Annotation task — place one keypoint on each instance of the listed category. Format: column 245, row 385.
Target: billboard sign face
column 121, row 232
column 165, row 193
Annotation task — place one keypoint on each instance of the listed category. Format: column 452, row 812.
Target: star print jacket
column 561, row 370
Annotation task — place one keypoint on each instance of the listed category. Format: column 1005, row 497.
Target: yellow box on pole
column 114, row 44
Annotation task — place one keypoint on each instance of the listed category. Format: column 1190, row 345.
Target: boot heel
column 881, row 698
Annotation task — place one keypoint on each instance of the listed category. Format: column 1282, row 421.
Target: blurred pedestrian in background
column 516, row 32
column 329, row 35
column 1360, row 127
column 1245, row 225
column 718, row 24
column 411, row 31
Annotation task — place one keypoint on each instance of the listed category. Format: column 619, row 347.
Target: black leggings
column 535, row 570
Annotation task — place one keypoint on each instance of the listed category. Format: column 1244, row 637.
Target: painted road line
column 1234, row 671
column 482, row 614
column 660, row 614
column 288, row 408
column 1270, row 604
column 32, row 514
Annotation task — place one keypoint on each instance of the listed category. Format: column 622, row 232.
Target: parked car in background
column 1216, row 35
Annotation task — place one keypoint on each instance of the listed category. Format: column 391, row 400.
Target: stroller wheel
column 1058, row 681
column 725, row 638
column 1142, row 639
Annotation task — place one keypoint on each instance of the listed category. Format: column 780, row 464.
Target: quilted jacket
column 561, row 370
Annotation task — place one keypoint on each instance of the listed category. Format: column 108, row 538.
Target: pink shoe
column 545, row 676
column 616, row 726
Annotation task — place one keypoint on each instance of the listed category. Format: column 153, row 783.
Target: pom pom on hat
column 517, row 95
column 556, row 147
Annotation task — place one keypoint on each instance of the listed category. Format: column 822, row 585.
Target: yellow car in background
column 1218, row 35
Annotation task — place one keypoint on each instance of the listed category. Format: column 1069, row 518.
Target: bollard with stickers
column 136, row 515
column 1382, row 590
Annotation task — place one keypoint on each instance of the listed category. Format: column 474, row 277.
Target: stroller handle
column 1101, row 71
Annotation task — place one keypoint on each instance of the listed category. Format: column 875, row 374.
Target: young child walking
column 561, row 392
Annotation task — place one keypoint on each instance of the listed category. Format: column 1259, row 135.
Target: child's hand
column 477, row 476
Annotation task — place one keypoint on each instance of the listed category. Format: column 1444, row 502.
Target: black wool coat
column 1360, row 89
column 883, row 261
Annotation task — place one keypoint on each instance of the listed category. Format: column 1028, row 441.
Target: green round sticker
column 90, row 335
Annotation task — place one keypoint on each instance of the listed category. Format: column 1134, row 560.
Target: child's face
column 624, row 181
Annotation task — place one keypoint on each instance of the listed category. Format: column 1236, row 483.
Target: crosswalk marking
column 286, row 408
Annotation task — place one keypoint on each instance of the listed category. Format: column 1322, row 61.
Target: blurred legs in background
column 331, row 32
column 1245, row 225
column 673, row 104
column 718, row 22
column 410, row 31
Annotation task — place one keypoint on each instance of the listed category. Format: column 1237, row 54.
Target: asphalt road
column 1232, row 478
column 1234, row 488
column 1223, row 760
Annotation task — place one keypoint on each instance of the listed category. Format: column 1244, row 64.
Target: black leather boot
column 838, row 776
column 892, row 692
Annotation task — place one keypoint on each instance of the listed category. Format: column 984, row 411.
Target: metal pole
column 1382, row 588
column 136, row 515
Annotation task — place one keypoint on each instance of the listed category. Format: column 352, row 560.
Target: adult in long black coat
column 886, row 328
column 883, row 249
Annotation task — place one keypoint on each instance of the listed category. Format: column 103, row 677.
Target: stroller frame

Activity
Out of the data above, set down the lines from the one with "Target: star print jacket" to the one with "1282, row 421.", both included, exactly as written and with no additions.

Response box
Target: star print jacket
column 561, row 370
Annotation task — place one keypoint on each instance of the listed category. Format: column 1005, row 497.
Target: yellow box on pole
column 114, row 44
Annotation task — place one keypoint on each instance of the listed category. Format: column 1190, row 345.
Target: boot heel
column 881, row 698
Annotation task — place one keypoint on each instance of the listed category. Format: column 1282, row 421.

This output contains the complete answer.